* Passage provided
--- START ---

Agriculture is one of the locomotive driving sectors of the economy of Burkina Faso as it provides 90% of employment and 80% of export earnings [1]. Agriculture contributed 33% on average to the country’s gross domestic product (GDP) from 1995 to 2015 [2]. Furthermore, it is a source of income for many disadvantaged people [3] and contributes substantially to food security. In Burkina Faso, many crops including fruits and vegetables are of socioeconomic importance, especially in market gardening. Okra is mainly grown for its fruits and used as a vegetable for the preparation of sauces and many foods. Its fruits and leaves contain calcium, iron, proteins, and vitamins [4, 5], which are dietary supplements necessary for the basic diet, constituted mainly of starch [6]. In view of its nutritional composition, okra could play a key role in the fight against malnutrition [7].

However, the obvious importance of okra does not prevent its culture from being neglected in Burkina Faso. Indeed, it is specifically grown by women who generally do not have access to large areas of arable lands. In fact a study has shown that 97% of okra producers found in west central Burkina Faso were women [8]. Besides, its culture during the dry season (that lasts 8 to 9 months in Burkina Faso) is facing problem of water scarcity. Water is an important factor in agriculture, and its presence is one of the main essential conditions for seeds germination since it allows rehydration of dehydrated tissues leading to germination [9]. In addition, it is the driving force for multiplication and elongation of cells, which contribute to the growth of the embryo of the seed. Thus, for vegetable production in the dry season, various sources of water are involved including the traditional wells [1], which are also used for drinking water. It is therefore necessary to find alternative sources to support okra cultivation in the dry season. However, the ionic composition of the irrigation water could influence germination [7] which is considered as all the processes that go from the beginning of the rehydration of the seed to the emergence [10]. Since germination is a key step in agricultural production, several sources of water available in the dry season will be tested to assess their impact on okra germination parameters.

--- END ---

* Work instructions
1) Reproduce the text of the okra passage from "Agriculture is one" to "against malnutrition [7].".
2) In the okra passage, what percentage of okra producers in west central Burkina Faso were women?
3) Resume the passage on okra cultivation in Burkina Faso, starting after its final sentence.

* Dataset extract
--- START ---

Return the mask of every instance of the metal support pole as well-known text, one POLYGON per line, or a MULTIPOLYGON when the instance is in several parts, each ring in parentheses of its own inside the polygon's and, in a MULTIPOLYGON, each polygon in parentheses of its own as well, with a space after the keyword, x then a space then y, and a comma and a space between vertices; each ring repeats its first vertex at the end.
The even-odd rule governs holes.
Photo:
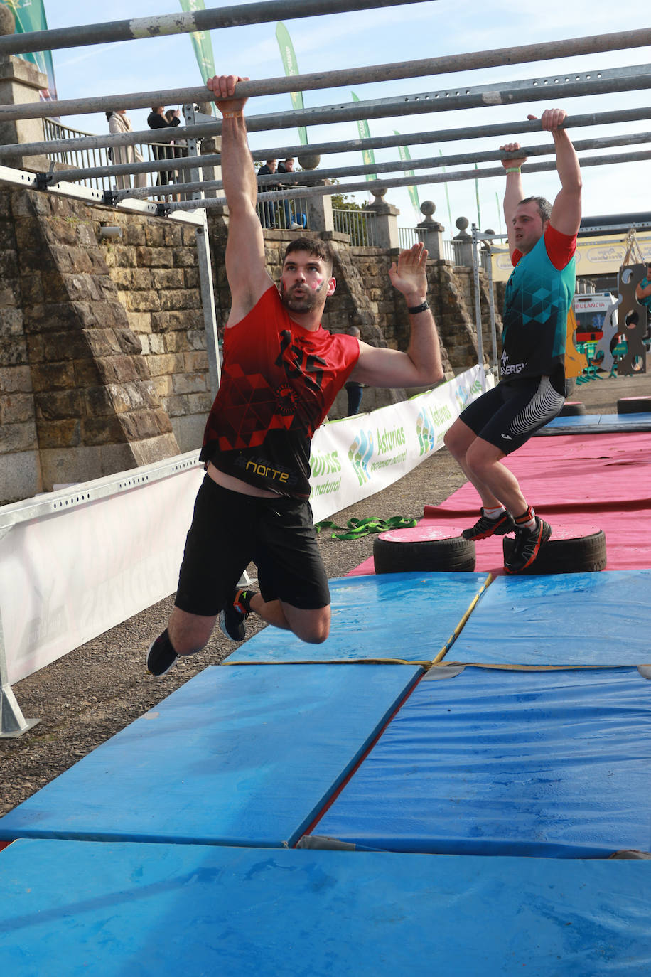
MULTIPOLYGON (((420 2, 420 0, 415 0, 420 2)), ((29 34, 29 37, 32 37, 29 34)), ((2 38, 0 38, 0 42, 2 38)), ((547 78, 528 78, 519 81, 494 82, 489 85, 467 86, 445 89, 434 92, 422 92, 418 95, 406 95, 394 99, 374 99, 369 102, 358 102, 353 105, 326 106, 320 108, 296 109, 291 113, 291 125, 325 125, 330 122, 345 122, 360 118, 386 118, 392 115, 410 115, 419 112, 452 111, 458 108, 485 108, 486 106, 514 105, 518 102, 540 102, 548 100, 553 90, 555 98, 573 98, 577 95, 595 95, 611 92, 628 92, 635 89, 651 87, 649 64, 633 64, 619 68, 594 68, 589 71, 574 72, 562 75, 550 75, 547 78)), ((355 70, 351 70, 351 80, 354 83, 355 70)), ((240 82, 235 86, 238 94, 247 94, 246 86, 251 82, 240 82)), ((285 80, 286 91, 297 91, 299 87, 297 76, 285 80)), ((255 86, 254 86, 255 87, 255 86)), ((192 89, 203 98, 210 101, 211 92, 206 89, 192 89)), ((142 94, 123 94, 100 96, 94 99, 69 99, 64 102, 28 103, 20 106, 0 106, 0 122, 10 122, 14 119, 46 118, 50 115, 79 115, 85 112, 96 112, 110 108, 111 106, 125 105, 126 107, 141 108, 142 106, 174 104, 174 95, 187 94, 185 90, 167 92, 144 92, 142 94), (147 101, 143 101, 147 100, 147 101)), ((255 94, 251 92, 250 94, 255 94)), ((192 100, 195 101, 195 100, 192 100)), ((198 101, 198 100, 197 100, 198 101)), ((287 112, 275 112, 265 115, 252 115, 247 120, 249 132, 260 132, 265 129, 284 129, 288 124, 287 112)), ((164 130, 162 130, 164 131, 164 130)), ((161 132, 161 130, 156 130, 161 132)))
MULTIPOLYGON (((651 114, 651 110, 650 110, 651 114)), ((621 146, 639 146, 644 143, 651 143, 651 132, 640 132, 640 133, 627 133, 625 136, 606 136, 602 139, 579 139, 573 140, 574 149, 577 152, 584 149, 609 149, 621 146)), ((311 147, 310 147, 311 150, 311 147)), ((393 173, 399 170, 423 170, 423 169, 440 169, 443 166, 459 166, 464 163, 474 164, 482 162, 491 162, 497 159, 509 159, 511 157, 527 156, 531 159, 534 156, 549 156, 555 152, 553 143, 546 143, 541 146, 523 146, 516 152, 503 152, 500 149, 486 149, 481 152, 457 152, 450 153, 447 156, 428 156, 423 159, 394 159, 387 163, 373 163, 370 166, 339 166, 333 169, 320 169, 318 171, 319 180, 340 180, 342 177, 350 176, 364 176, 367 173, 393 173)), ((199 156, 198 161, 203 165, 213 165, 219 164, 221 161, 221 156, 217 153, 212 155, 199 156)), ((271 159, 273 156, 265 156, 265 159, 271 159)), ((67 182, 67 181, 77 181, 86 180, 91 177, 111 177, 119 176, 122 173, 145 173, 145 172, 158 172, 169 167, 169 163, 156 162, 155 160, 147 161, 144 163, 121 163, 115 166, 93 166, 81 169, 71 169, 71 170, 60 170, 48 173, 48 186, 52 187, 58 183, 67 182)), ((196 164, 192 160, 187 159, 175 159, 174 163, 175 170, 184 170, 190 167, 196 167, 196 164)), ((273 173, 270 176, 259 176, 258 184, 260 187, 264 187, 264 184, 282 184, 290 183, 296 180, 296 176, 285 176, 283 173, 273 173)), ((204 190, 221 190, 222 182, 215 181, 214 183, 203 184, 204 190)), ((193 185, 186 185, 186 191, 193 191, 196 187, 193 185)), ((135 196, 151 196, 156 192, 156 188, 151 185, 145 188, 139 187, 137 192, 131 192, 130 195, 135 196)), ((118 198, 123 193, 118 193, 118 198)))
MULTIPOLYGON (((183 118, 188 125, 194 125, 194 106, 183 106, 183 118)), ((199 149, 196 139, 187 140, 187 155, 195 161, 195 168, 190 170, 190 178, 199 181, 200 173, 196 168, 199 158, 199 149)), ((181 189, 181 185, 179 187, 181 189)), ((199 190, 192 193, 192 198, 204 202, 203 192, 199 190)), ((196 206, 196 204, 195 204, 196 206)), ((203 224, 196 229, 197 264, 199 266, 199 286, 201 290, 201 308, 206 331, 206 353, 208 354, 208 371, 210 374, 210 392, 213 399, 220 389, 220 343, 217 331, 217 314, 215 311, 215 293, 213 291, 213 266, 210 259, 210 242, 208 240, 208 221, 206 210, 202 208, 203 224)))
MULTIPOLYGON (((292 113, 287 113, 287 119, 291 120, 292 113)), ((619 111, 609 112, 587 112, 582 115, 568 115, 560 128, 578 129, 583 126, 592 125, 613 125, 626 122, 639 122, 651 118, 651 107, 622 108, 619 111)), ((248 120, 247 120, 248 122, 248 120)), ((187 137, 214 136, 222 131, 222 123, 214 121, 205 125, 193 126, 192 131, 183 130, 183 135, 187 137)), ((324 155, 331 152, 352 152, 356 149, 386 149, 397 146, 422 146, 427 143, 454 143, 468 139, 482 139, 485 136, 495 137, 496 140, 505 136, 516 136, 523 133, 540 133, 541 124, 538 119, 521 122, 498 122, 492 125, 465 126, 461 129, 433 129, 427 132, 414 132, 407 136, 374 136, 371 139, 346 139, 333 143, 310 143, 310 153, 324 155)), ((40 143, 22 143, 20 146, 6 145, 0 146, 0 159, 6 156, 22 156, 49 154, 52 152, 66 152, 70 149, 100 149, 110 146, 136 146, 144 143, 167 143, 179 138, 179 133, 175 129, 170 131, 149 129, 139 132, 120 133, 110 136, 82 136, 70 139, 52 139, 40 143)), ((305 151, 305 146, 279 146, 270 149, 252 149, 251 155, 257 162, 264 159, 281 159, 286 155, 300 156, 305 151)), ((203 162, 206 164, 219 164, 219 155, 205 156, 203 162)), ((175 166, 183 164, 180 159, 175 162, 175 166)), ((164 164, 167 165, 167 164, 164 164)), ((183 164, 187 165, 187 163, 183 164)), ((124 172, 144 173, 147 170, 154 170, 158 163, 147 161, 144 163, 124 164, 124 172)), ((161 167, 163 168, 163 167, 161 167)), ((70 172, 70 171, 66 171, 70 172)), ((118 174, 120 171, 117 165, 111 174, 118 174)), ((92 175, 96 175, 93 173, 92 175)), ((55 176, 58 176, 56 174, 55 176)), ((74 179, 74 171, 69 179, 74 179)))
MULTIPOLYGON (((0 528, 0 540, 2 540, 11 526, 0 528)), ((9 674, 7 670, 7 650, 5 648, 5 635, 2 629, 2 616, 0 615, 0 739, 21 736, 30 730, 32 726, 40 722, 39 719, 25 719, 20 710, 14 690, 9 684, 9 674)))
MULTIPOLYGON (((474 277, 474 322, 477 328, 477 360, 484 365, 484 337, 481 334, 481 296, 479 294, 479 257, 477 255, 477 226, 472 225, 472 276, 474 277)), ((486 390, 486 376, 482 375, 481 391, 486 390)))
MULTIPOLYGON (((629 134, 627 136, 605 137, 603 139, 576 140, 574 142, 574 149, 577 151, 581 151, 583 149, 612 149, 620 146, 628 146, 629 144, 639 145, 642 143, 651 143, 651 132, 636 133, 633 135, 629 134)), ((339 181, 342 177, 361 177, 366 174, 395 173, 397 171, 404 170, 440 169, 444 166, 456 166, 463 163, 473 164, 475 162, 480 163, 497 159, 520 158, 521 156, 527 156, 528 158, 534 156, 550 156, 554 153, 555 149, 553 143, 549 142, 544 146, 522 147, 514 152, 503 152, 500 149, 494 149, 474 153, 456 153, 449 156, 431 156, 427 159, 394 159, 387 163, 373 163, 369 166, 339 166, 329 170, 319 170, 318 176, 319 180, 339 181)), ((309 174, 307 174, 307 176, 309 174)), ((273 173, 270 176, 258 178, 259 186, 262 189, 264 188, 265 184, 282 186, 283 184, 292 184, 295 182, 296 175, 285 175, 284 173, 273 173)), ((224 188, 224 184, 221 180, 204 180, 197 183, 182 184, 180 186, 183 188, 185 192, 198 190, 223 190, 224 188)), ((127 196, 136 198, 153 196, 156 192, 156 187, 149 186, 118 191, 116 195, 117 199, 121 200, 127 196)))
POLYGON ((491 340, 493 343, 493 370, 495 371, 495 379, 498 380, 499 377, 499 362, 498 362, 498 336, 497 336, 497 323, 495 320, 495 295, 493 294, 493 248, 491 247, 488 252, 488 308, 490 310, 491 316, 491 340))
MULTIPOLYGON (((632 163, 646 159, 651 159, 651 149, 645 149, 640 152, 621 152, 612 156, 584 156, 579 161, 582 169, 585 169, 587 166, 611 166, 613 163, 632 163)), ((547 163, 527 163, 522 167, 522 172, 546 173, 549 171, 555 171, 555 160, 549 160, 549 162, 547 163)), ((459 180, 483 180, 488 177, 504 177, 504 167, 500 166, 485 170, 461 170, 449 173, 426 173, 421 174, 416 178, 388 177, 386 180, 371 180, 368 182, 360 180, 356 183, 339 185, 333 184, 329 187, 304 187, 301 190, 301 193, 303 196, 311 196, 312 194, 319 193, 327 195, 331 193, 340 193, 342 191, 351 193, 357 192, 358 191, 368 191, 372 193, 375 189, 380 188, 390 189, 391 187, 422 187, 427 184, 455 183, 459 180)), ((296 190, 283 190, 276 193, 259 193, 258 200, 283 200, 288 199, 293 195, 296 195, 296 190)), ((208 199, 204 200, 203 206, 224 206, 225 202, 225 197, 208 197, 208 199)), ((196 204, 193 204, 188 200, 182 201, 180 203, 171 203, 169 205, 170 212, 177 210, 194 210, 195 208, 196 204)))
MULTIPOLYGON (((403 0, 421 2, 421 0, 403 0)), ((240 8, 241 9, 241 8, 240 8)), ((198 12, 197 12, 198 13, 198 12)), ((328 11, 328 13, 331 13, 328 11)), ((30 34, 30 38, 34 35, 30 34)), ((253 98, 264 95, 280 95, 288 92, 305 92, 324 88, 343 88, 347 85, 374 84, 381 81, 396 81, 417 78, 423 75, 448 74, 503 64, 528 64, 549 58, 576 58, 578 55, 596 54, 604 51, 618 51, 651 44, 651 29, 622 31, 617 34, 602 34, 592 37, 571 38, 551 41, 547 44, 527 44, 519 48, 502 48, 499 51, 478 51, 447 56, 443 58, 424 58, 412 62, 398 62, 390 64, 373 64, 364 67, 346 68, 337 71, 318 71, 311 74, 265 78, 256 81, 241 81, 236 88, 237 97, 253 98)), ((2 39, 0 39, 0 51, 2 39)), ((567 79, 566 79, 567 80, 567 79)), ((32 115, 22 118, 36 118, 38 113, 51 116, 79 115, 87 112, 110 110, 120 105, 124 108, 144 108, 147 106, 180 105, 189 102, 209 102, 212 92, 201 88, 172 88, 166 91, 102 95, 85 99, 66 99, 50 102, 47 106, 34 106, 32 115)), ((19 106, 20 108, 23 106, 19 106)), ((0 119, 9 119, 3 107, 0 119)))
POLYGON ((274 21, 324 14, 345 14, 348 11, 372 10, 380 7, 402 7, 424 0, 267 0, 264 3, 226 6, 211 10, 195 10, 187 14, 160 14, 139 17, 130 21, 111 21, 79 27, 58 27, 55 30, 33 30, 26 34, 0 37, 0 55, 26 54, 33 51, 59 51, 61 48, 81 48, 108 41, 143 40, 167 34, 188 34, 222 27, 241 27, 251 23, 270 23, 274 21))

--- END ---

* Numbered answers
1)
Agriculture is one of the locomotive driving sectors of the economy of Burkina Faso as it provides 90% of employment and 80% of export earnings [1]. Agriculture contributed 33% on average to the country’s gross domestic product (GDP) from 1995 to 2015 [2]. Furthermore, it is a source of income for many disadvantaged people [3] and contributes substantially to food security. In Burkina Faso, many crops including fruits and vegetables are of socioeconomic importance, especially in market gardening. Okra is mainly grown for its fruits and used as a vegetable for the preparation of sauces and many foods. Its fruits and leaves contain calcium, iron, proteins, and vitamins [4, 5], which are dietary supplements necessary for the basic diet, constituted mainly of starch [6]. In view of its nutritional composition, okra could play a key role in the fight against malnutrition [7].

2) 97%

3)
The overall objective of this work is to know the seed germination behavior of three ecotypes of okra besides waters of different qualities. Specifically, it is to(i)Determine the effect of irrigation water on the germinative performance of okra seeds(ii)Evaluate the effect of water quality on the initial growth of the okra plant

2. Material and Methods

2.1. Plant Material and Germination Conditions

To conduct this study, three okra ecotypes (L2, G259, and B2) collected from the three climatic zones of Burkina Faso (Sudanian, Sudano-Sahelian, and Sahelian zones, respectively) were used. These ecotypes were chosen from a participatory selection on the basis of their agromorphological performance and consumer preferences [11]. The seeds of these ecotypes are characterized by a very low individual weight. Thus, the average weight of one seed of each ecotype determined after weighing using a 0.001 precision balance is 0.055 g for ecotypes B2 and G259 and 0.065 g for ecotype L2.

The seeds of the three ecotypes were germinated in 150 Petri dishes under laboratory conditions. Watering was done every two days with 5 ml of water per Petri dish. Five types of irrigation water collected from different sources were used: well water drawn from a concession, dam water of the city of Ouagadougou, dishwashing greywater collected from a household in Ouagadougou, and wastewater from the sewage treatment plant (WTP) of the city of Ouagadougou; distilled water was used as a control. Before watering, parameters such as pH, temperature, and conductivity were measured using a pH meter and a WTW 7310 conductivity meter.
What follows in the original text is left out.